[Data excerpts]
+ + + + + + +
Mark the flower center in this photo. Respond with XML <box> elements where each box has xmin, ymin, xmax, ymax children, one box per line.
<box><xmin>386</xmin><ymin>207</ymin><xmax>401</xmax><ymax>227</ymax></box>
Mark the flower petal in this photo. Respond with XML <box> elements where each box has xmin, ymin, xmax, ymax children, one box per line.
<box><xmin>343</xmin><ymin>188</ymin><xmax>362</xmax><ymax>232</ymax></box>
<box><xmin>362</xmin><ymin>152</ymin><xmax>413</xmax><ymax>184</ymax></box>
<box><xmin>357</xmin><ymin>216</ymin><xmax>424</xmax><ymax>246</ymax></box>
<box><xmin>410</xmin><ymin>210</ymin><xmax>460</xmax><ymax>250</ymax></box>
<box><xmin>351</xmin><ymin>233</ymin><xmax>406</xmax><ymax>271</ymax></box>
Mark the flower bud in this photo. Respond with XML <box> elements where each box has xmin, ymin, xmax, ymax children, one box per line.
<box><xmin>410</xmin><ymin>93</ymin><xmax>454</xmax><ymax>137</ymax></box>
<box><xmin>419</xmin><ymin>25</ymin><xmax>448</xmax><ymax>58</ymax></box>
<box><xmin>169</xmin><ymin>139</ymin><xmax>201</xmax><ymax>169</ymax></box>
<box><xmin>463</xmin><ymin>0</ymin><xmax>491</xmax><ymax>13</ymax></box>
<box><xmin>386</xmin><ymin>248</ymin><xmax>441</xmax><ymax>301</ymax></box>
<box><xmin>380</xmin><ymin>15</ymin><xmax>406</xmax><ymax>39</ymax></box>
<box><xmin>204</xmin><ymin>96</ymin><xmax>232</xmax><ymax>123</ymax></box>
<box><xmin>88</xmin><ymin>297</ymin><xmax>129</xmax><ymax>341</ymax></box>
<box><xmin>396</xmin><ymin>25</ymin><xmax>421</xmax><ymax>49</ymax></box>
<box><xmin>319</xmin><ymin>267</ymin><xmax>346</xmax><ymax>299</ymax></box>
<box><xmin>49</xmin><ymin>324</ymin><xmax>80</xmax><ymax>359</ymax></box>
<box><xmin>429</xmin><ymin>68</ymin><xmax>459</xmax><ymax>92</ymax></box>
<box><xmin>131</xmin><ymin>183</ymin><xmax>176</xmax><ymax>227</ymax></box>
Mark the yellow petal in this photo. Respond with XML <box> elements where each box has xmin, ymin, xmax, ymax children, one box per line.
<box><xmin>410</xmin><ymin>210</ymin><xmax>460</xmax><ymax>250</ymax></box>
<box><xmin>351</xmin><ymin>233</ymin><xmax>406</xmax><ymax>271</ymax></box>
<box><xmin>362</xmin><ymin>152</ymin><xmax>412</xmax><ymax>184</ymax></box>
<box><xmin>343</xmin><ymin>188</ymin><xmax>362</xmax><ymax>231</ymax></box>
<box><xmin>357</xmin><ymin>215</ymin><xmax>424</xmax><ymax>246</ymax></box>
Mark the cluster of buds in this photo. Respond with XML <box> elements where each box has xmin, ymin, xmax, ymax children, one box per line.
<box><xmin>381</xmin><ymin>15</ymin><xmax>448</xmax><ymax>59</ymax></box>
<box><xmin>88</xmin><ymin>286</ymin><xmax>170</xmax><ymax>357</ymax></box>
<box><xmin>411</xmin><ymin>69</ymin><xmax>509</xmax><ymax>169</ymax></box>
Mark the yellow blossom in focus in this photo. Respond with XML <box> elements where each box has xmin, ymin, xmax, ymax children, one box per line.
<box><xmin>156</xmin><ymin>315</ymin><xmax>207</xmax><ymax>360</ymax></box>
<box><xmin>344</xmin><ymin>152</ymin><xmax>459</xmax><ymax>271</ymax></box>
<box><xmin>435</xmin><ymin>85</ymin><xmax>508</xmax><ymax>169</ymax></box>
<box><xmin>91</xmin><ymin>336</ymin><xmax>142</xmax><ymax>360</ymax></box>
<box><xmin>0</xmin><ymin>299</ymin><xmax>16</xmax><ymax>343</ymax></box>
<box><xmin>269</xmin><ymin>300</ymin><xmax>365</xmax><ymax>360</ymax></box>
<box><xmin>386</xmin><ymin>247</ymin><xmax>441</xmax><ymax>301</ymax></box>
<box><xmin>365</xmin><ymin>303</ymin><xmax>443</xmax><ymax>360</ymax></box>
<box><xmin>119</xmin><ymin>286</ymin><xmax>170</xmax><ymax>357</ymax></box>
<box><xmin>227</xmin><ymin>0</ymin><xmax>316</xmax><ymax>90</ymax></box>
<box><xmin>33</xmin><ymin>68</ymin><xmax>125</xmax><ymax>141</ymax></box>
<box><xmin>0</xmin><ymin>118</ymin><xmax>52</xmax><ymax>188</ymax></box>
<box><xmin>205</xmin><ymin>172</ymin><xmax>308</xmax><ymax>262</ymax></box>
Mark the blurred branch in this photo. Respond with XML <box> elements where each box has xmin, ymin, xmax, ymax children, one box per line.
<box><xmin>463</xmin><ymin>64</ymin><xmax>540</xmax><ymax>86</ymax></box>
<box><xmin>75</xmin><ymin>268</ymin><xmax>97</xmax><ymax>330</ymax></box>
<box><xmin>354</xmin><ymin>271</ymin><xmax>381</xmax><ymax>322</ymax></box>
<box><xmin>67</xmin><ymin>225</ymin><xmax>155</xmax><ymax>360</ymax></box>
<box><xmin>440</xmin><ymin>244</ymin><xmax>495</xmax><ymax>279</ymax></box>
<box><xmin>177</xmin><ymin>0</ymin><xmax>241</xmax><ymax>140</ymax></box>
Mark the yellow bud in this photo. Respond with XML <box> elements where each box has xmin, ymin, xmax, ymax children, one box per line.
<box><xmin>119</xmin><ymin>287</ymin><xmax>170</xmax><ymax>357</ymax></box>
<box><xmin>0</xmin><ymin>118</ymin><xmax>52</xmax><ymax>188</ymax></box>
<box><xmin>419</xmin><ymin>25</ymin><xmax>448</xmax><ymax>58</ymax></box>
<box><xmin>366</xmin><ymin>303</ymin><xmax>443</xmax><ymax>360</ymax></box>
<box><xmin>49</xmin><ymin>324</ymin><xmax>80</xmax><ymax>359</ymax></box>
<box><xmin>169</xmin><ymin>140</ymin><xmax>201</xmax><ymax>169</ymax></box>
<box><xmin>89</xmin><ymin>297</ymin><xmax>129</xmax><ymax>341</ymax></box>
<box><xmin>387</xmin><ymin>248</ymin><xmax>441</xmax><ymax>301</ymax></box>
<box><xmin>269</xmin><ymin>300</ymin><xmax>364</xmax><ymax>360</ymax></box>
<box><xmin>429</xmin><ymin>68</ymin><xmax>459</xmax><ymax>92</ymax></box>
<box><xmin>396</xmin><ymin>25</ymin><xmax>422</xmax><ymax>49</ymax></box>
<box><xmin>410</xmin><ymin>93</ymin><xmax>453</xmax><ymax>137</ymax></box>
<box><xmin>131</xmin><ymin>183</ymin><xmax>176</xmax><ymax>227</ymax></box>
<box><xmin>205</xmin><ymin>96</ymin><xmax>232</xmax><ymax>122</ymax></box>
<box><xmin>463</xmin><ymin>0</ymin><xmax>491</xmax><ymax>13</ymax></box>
+ + + + + + +
Exercise objective: What's needed is every entry, returned word for word.

Final answer:
Mark the flower center in this photo. Respond with XML <box> elements where each box has xmin, ymin, xmax, ymax children, one box per line.
<box><xmin>386</xmin><ymin>207</ymin><xmax>401</xmax><ymax>227</ymax></box>
Mark the flower petal in this photo. Respond with XML <box> elements where each box has xmin, ymin, xmax, ymax children, one box per line.
<box><xmin>343</xmin><ymin>188</ymin><xmax>362</xmax><ymax>232</ymax></box>
<box><xmin>362</xmin><ymin>152</ymin><xmax>413</xmax><ymax>184</ymax></box>
<box><xmin>357</xmin><ymin>216</ymin><xmax>424</xmax><ymax>246</ymax></box>
<box><xmin>410</xmin><ymin>210</ymin><xmax>460</xmax><ymax>250</ymax></box>
<box><xmin>351</xmin><ymin>233</ymin><xmax>406</xmax><ymax>271</ymax></box>
Mark the flower bud in this photo. Respond with XML <box> elements where each box has xmin, ymin, xmax, ymax children, one box per line.
<box><xmin>410</xmin><ymin>93</ymin><xmax>454</xmax><ymax>137</ymax></box>
<box><xmin>419</xmin><ymin>25</ymin><xmax>448</xmax><ymax>58</ymax></box>
<box><xmin>169</xmin><ymin>139</ymin><xmax>201</xmax><ymax>169</ymax></box>
<box><xmin>463</xmin><ymin>0</ymin><xmax>491</xmax><ymax>13</ymax></box>
<box><xmin>386</xmin><ymin>248</ymin><xmax>441</xmax><ymax>301</ymax></box>
<box><xmin>380</xmin><ymin>15</ymin><xmax>406</xmax><ymax>39</ymax></box>
<box><xmin>204</xmin><ymin>96</ymin><xmax>232</xmax><ymax>123</ymax></box>
<box><xmin>88</xmin><ymin>297</ymin><xmax>129</xmax><ymax>341</ymax></box>
<box><xmin>396</xmin><ymin>25</ymin><xmax>421</xmax><ymax>49</ymax></box>
<box><xmin>319</xmin><ymin>267</ymin><xmax>346</xmax><ymax>299</ymax></box>
<box><xmin>49</xmin><ymin>324</ymin><xmax>80</xmax><ymax>359</ymax></box>
<box><xmin>429</xmin><ymin>68</ymin><xmax>459</xmax><ymax>92</ymax></box>
<box><xmin>131</xmin><ymin>183</ymin><xmax>176</xmax><ymax>227</ymax></box>
Mark the yellow petal in this photo. Respond with XML <box> elements where each box has xmin, ymin, xmax, ymax children, one box per line.
<box><xmin>410</xmin><ymin>210</ymin><xmax>460</xmax><ymax>250</ymax></box>
<box><xmin>351</xmin><ymin>233</ymin><xmax>406</xmax><ymax>271</ymax></box>
<box><xmin>362</xmin><ymin>152</ymin><xmax>412</xmax><ymax>184</ymax></box>
<box><xmin>343</xmin><ymin>188</ymin><xmax>362</xmax><ymax>231</ymax></box>
<box><xmin>357</xmin><ymin>215</ymin><xmax>424</xmax><ymax>246</ymax></box>
Mark the cluster of buds in this photo. Respond with XML <box> elements where each box has xmin, ymin, xmax, ymax children, one box per line.
<box><xmin>381</xmin><ymin>15</ymin><xmax>448</xmax><ymax>59</ymax></box>
<box><xmin>88</xmin><ymin>286</ymin><xmax>170</xmax><ymax>357</ymax></box>
<box><xmin>411</xmin><ymin>69</ymin><xmax>509</xmax><ymax>169</ymax></box>
Mark the yellow blossom in focus in this photo. Respond with XML <box> elements where each box has xmin, ymin, xmax, ymax children, one box per line.
<box><xmin>156</xmin><ymin>315</ymin><xmax>207</xmax><ymax>360</ymax></box>
<box><xmin>344</xmin><ymin>152</ymin><xmax>459</xmax><ymax>271</ymax></box>
<box><xmin>435</xmin><ymin>85</ymin><xmax>508</xmax><ymax>169</ymax></box>
<box><xmin>91</xmin><ymin>336</ymin><xmax>142</xmax><ymax>360</ymax></box>
<box><xmin>0</xmin><ymin>299</ymin><xmax>16</xmax><ymax>343</ymax></box>
<box><xmin>269</xmin><ymin>300</ymin><xmax>365</xmax><ymax>360</ymax></box>
<box><xmin>386</xmin><ymin>247</ymin><xmax>441</xmax><ymax>301</ymax></box>
<box><xmin>365</xmin><ymin>303</ymin><xmax>443</xmax><ymax>360</ymax></box>
<box><xmin>119</xmin><ymin>286</ymin><xmax>170</xmax><ymax>357</ymax></box>
<box><xmin>227</xmin><ymin>0</ymin><xmax>316</xmax><ymax>90</ymax></box>
<box><xmin>33</xmin><ymin>68</ymin><xmax>125</xmax><ymax>141</ymax></box>
<box><xmin>0</xmin><ymin>118</ymin><xmax>52</xmax><ymax>188</ymax></box>
<box><xmin>205</xmin><ymin>172</ymin><xmax>308</xmax><ymax>262</ymax></box>
Mark the blurred branch in this photo. Respond with XML <box> elements where each box has xmin, ymin, xmax, ymax children, one box per line.
<box><xmin>463</xmin><ymin>64</ymin><xmax>540</xmax><ymax>86</ymax></box>
<box><xmin>75</xmin><ymin>268</ymin><xmax>97</xmax><ymax>330</ymax></box>
<box><xmin>354</xmin><ymin>271</ymin><xmax>381</xmax><ymax>322</ymax></box>
<box><xmin>67</xmin><ymin>225</ymin><xmax>155</xmax><ymax>360</ymax></box>
<box><xmin>440</xmin><ymin>244</ymin><xmax>495</xmax><ymax>279</ymax></box>
<box><xmin>177</xmin><ymin>0</ymin><xmax>241</xmax><ymax>140</ymax></box>
Mark the yellow bud in this photo. Respond with XML <box> elements where each box has xmin, ymin, xmax, ymax children, one box per line.
<box><xmin>119</xmin><ymin>287</ymin><xmax>170</xmax><ymax>357</ymax></box>
<box><xmin>0</xmin><ymin>118</ymin><xmax>52</xmax><ymax>188</ymax></box>
<box><xmin>419</xmin><ymin>25</ymin><xmax>448</xmax><ymax>58</ymax></box>
<box><xmin>366</xmin><ymin>303</ymin><xmax>443</xmax><ymax>360</ymax></box>
<box><xmin>49</xmin><ymin>324</ymin><xmax>80</xmax><ymax>359</ymax></box>
<box><xmin>169</xmin><ymin>140</ymin><xmax>201</xmax><ymax>169</ymax></box>
<box><xmin>89</xmin><ymin>297</ymin><xmax>129</xmax><ymax>341</ymax></box>
<box><xmin>387</xmin><ymin>248</ymin><xmax>441</xmax><ymax>301</ymax></box>
<box><xmin>269</xmin><ymin>300</ymin><xmax>364</xmax><ymax>360</ymax></box>
<box><xmin>429</xmin><ymin>68</ymin><xmax>459</xmax><ymax>92</ymax></box>
<box><xmin>396</xmin><ymin>25</ymin><xmax>422</xmax><ymax>49</ymax></box>
<box><xmin>410</xmin><ymin>93</ymin><xmax>453</xmax><ymax>137</ymax></box>
<box><xmin>131</xmin><ymin>183</ymin><xmax>176</xmax><ymax>227</ymax></box>
<box><xmin>205</xmin><ymin>96</ymin><xmax>232</xmax><ymax>122</ymax></box>
<box><xmin>463</xmin><ymin>0</ymin><xmax>491</xmax><ymax>13</ymax></box>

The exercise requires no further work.